Your response should be the listing below, repeated exactly and in full.

DATA EXTRACTS.
#####

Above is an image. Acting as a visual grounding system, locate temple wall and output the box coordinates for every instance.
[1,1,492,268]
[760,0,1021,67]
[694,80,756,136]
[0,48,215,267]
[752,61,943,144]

#####

RESULT.
Above is an image. Acting as a visual grounding system, locate temple wall and output the box coordinates for every instance.
[1,1,492,268]
[760,0,1021,67]
[694,80,756,136]
[0,48,215,267]
[752,61,943,144]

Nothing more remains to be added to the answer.